== RECORDS SUPPLIED ==
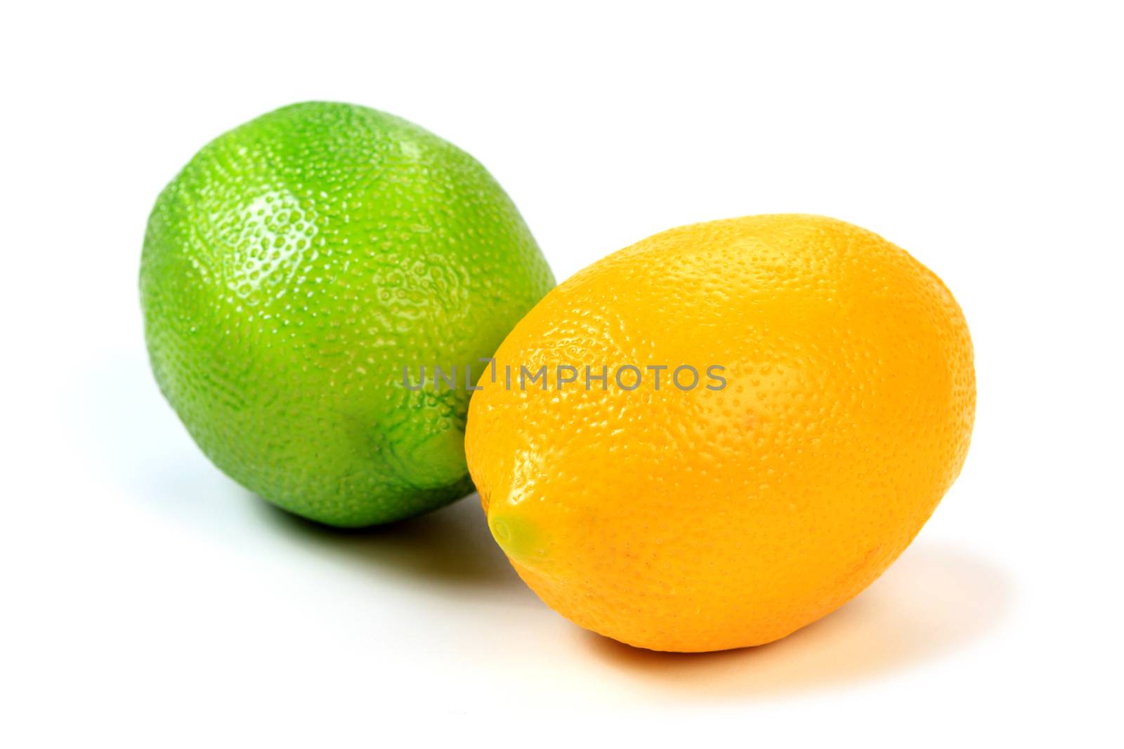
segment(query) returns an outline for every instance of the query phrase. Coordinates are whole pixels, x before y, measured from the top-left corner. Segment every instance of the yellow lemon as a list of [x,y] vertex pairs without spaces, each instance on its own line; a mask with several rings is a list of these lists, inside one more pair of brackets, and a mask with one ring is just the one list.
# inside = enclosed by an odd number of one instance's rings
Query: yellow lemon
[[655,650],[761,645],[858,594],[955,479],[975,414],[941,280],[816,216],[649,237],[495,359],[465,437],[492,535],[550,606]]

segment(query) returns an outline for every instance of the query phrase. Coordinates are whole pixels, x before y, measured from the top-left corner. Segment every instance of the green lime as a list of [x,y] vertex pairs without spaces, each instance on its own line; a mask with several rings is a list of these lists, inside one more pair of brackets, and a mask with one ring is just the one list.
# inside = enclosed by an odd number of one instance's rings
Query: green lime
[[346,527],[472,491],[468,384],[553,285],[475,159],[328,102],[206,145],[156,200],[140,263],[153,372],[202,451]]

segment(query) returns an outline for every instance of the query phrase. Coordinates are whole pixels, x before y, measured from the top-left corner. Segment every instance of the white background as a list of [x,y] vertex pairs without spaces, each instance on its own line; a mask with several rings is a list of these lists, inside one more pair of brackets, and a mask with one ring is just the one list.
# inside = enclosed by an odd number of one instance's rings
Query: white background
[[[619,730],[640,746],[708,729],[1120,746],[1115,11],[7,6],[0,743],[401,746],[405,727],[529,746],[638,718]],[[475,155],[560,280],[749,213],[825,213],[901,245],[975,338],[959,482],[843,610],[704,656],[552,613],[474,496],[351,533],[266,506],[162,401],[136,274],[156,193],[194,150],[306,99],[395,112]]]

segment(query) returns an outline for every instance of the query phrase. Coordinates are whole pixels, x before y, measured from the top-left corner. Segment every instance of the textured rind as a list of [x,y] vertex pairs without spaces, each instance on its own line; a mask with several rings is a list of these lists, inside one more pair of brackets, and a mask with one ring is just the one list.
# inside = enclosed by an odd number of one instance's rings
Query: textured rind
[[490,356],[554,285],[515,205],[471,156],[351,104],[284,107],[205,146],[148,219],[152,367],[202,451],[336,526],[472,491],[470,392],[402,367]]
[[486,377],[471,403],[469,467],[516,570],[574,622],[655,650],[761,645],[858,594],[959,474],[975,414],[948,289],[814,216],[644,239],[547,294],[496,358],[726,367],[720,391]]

* * *

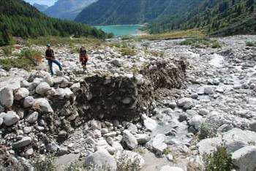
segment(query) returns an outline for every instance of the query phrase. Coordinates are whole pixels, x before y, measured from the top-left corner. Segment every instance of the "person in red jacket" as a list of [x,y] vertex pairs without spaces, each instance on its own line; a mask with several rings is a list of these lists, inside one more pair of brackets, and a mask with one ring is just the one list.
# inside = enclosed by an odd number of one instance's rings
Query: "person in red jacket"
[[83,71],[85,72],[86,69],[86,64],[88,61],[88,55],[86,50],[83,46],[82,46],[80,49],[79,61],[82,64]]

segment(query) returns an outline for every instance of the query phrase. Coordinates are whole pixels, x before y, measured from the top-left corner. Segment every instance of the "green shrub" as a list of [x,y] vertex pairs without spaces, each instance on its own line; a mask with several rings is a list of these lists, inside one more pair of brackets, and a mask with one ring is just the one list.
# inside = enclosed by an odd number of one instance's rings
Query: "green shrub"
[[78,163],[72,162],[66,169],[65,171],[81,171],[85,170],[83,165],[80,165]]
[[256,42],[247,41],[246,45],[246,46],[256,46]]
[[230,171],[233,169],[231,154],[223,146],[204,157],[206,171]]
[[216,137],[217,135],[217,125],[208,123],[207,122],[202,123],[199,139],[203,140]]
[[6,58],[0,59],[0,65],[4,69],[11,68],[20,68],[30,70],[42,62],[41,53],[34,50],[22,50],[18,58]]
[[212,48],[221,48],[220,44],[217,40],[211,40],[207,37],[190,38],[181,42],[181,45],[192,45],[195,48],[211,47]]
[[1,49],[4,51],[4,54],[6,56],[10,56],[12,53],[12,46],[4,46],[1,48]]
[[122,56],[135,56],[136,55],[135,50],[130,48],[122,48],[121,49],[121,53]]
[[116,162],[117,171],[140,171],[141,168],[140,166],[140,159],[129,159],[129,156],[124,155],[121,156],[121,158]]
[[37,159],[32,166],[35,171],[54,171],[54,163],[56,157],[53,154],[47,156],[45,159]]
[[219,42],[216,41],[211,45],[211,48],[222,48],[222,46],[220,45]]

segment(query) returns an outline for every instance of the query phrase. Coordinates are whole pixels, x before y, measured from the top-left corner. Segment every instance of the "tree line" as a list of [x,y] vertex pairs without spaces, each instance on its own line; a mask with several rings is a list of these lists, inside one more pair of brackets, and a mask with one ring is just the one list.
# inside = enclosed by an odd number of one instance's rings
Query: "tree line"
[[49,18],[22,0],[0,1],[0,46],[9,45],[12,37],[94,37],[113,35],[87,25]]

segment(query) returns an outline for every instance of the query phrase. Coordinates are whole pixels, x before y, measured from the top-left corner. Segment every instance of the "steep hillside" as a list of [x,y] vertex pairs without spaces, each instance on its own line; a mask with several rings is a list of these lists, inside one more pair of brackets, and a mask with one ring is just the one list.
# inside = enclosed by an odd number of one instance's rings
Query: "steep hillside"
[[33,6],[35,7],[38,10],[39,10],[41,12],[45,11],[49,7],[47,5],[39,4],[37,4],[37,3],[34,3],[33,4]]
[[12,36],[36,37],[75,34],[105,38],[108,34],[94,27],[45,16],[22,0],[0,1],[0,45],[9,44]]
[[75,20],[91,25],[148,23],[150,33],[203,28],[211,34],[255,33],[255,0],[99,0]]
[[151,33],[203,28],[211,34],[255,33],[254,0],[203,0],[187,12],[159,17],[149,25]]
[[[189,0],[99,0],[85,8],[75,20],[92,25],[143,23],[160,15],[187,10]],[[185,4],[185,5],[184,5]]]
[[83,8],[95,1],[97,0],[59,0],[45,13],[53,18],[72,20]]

...

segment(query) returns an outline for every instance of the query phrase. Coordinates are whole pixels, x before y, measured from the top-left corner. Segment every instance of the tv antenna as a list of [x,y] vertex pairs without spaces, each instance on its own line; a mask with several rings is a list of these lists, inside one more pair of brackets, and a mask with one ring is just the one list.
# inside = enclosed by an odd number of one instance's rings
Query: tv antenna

== AIM OF THE EXERCISE ==
Please show every line from the items above that contains the word "rind".

== OUTPUT FOR THIS TASK ==
segment(query) returns an outline for every instance of the query phrase. Coordinates are whole pixels, x before y, measured from the top-left corner. Segment every instance of the textured rind as a list of [x,y] vertex pairs without spaces, each instance on its own line; a mask with several rings is a list of these lists, inside one more pair of brackets, and a mask with one ring is just the one list.
Query: textured rind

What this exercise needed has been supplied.